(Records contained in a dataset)
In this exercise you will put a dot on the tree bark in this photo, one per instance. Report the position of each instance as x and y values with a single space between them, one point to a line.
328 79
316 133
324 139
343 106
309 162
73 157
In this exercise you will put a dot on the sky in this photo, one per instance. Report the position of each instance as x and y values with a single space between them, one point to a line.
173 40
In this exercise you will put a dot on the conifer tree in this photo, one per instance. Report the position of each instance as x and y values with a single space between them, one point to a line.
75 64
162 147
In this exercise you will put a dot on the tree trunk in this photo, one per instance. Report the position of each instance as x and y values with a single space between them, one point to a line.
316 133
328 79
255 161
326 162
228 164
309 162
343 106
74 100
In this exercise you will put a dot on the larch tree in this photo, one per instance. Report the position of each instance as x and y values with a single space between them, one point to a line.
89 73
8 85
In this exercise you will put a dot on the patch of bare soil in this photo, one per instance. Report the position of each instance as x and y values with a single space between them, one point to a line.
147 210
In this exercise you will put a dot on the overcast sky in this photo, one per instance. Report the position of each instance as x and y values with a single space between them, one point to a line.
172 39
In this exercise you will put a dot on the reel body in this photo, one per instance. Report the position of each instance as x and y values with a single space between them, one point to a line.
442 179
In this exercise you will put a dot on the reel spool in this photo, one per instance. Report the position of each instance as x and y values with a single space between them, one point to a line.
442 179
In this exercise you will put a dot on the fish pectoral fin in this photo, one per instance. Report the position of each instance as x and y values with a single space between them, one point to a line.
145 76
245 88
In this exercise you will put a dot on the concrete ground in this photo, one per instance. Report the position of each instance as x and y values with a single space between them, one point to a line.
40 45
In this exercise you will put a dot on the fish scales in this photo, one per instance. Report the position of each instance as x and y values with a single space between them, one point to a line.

==

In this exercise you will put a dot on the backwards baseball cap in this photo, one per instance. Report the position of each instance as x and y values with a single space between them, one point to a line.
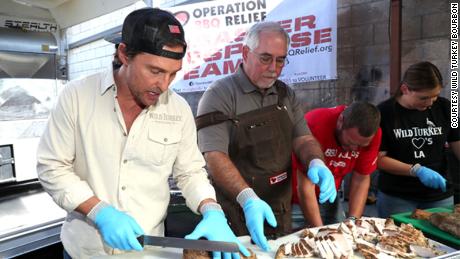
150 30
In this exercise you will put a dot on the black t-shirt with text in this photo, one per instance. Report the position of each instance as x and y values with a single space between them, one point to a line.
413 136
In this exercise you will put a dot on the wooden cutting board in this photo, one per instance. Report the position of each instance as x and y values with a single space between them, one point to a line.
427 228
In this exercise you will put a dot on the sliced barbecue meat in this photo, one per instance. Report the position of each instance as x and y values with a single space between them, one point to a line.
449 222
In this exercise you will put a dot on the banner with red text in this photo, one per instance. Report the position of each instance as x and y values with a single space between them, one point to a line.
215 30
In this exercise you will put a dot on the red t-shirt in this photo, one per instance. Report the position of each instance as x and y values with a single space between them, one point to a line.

YOUR GOAL:
Look above for the line with "In this exercise you will put a dot on the concrete"; retype exactly that line, every line after it up to the line with "the fish scales", and that line too, nothing else.

OUTPUT OF THE TASK:
In this exercise you will put a dot on the concrete ground in this photo, one per instance. Report the position of each instance as x and y values with a single space between them, one point to a line.
40 45
In this exercise you will put a dot on the fish scales in this photo, one per instance. Report the position of each instance as x and y values with a single space between them, one point to a line.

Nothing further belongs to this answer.